▶ _PROVIDED TEXT_
Minnesota hospitals report cases of sudden hepatitis in children

A puzzling outbreak of sudden liver disease in children has been confirmed in Minnesota.

The Minnesota Department of Health has confirmed it is investigating several cases of childhood hepatitis reported by hospital systems. M Health Fairview confirmed that they have reported at least two cases of hepatitis of unknown origin.

The mysterious, serious and acute illness has spread around the world, with more than 100 confirmed cases worldwide so far. Health officials say it’s too early to tell what’s behind all this.

Hepatitis Death in Children in Wisconsin

The Wisconsin Department of Health Services (DHS) is investigating at least four cases of adenovirus-associated hepatitis in children in the state. This includes two children with serious consequences, one liver transplant and one fatality.

As a result, DHS issued a Health Alert Network (HAN) Health Advisory on Friday, April 29 to notify clinicians and public health authorities of the recent rise in cases of acute hepatitis and adenovirus infection in children.

Sudden liver disease in children: everything we know

Source: Associated Press

THE BASE: Formerly healthy children suddenly develop hepatitis, or inflammation of the liver, often caused by viruses. Jaundice, diarrhea and abdominal pain are among the reported symptoms. Children aged 1 month to 16 years are affected. Most cases have occurred in Europe. The first British cases were registered in January. The Centers for Disease Control and Prevention said in a nationwide health alert last week that the first U.S. cases were identified in Alabama in October.

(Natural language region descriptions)
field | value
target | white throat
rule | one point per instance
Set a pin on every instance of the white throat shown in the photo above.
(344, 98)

▶ _EXERCISE DESCRIPTION_
Please reproduce the passage of the hepatitis article word for word, everything from "THE BASE: Formerly" down to "Alabama in October.".

▶ _PROBLEM SOLUTION_
THE BASE: Formerly healthy children suddenly develop hepatitis, or inflammation of the liver, often caused by viruses. Jaundice, diarrhea and abdominal pain are among the reported symptoms. Children aged 1 month to 16 years are affected. Most cases have occurred in Europe. The first British cases were registered in January. The Centers for Disease Control and Prevention said in a nationwide health alert last week that the first U.S. cases were identified in Alabama in October.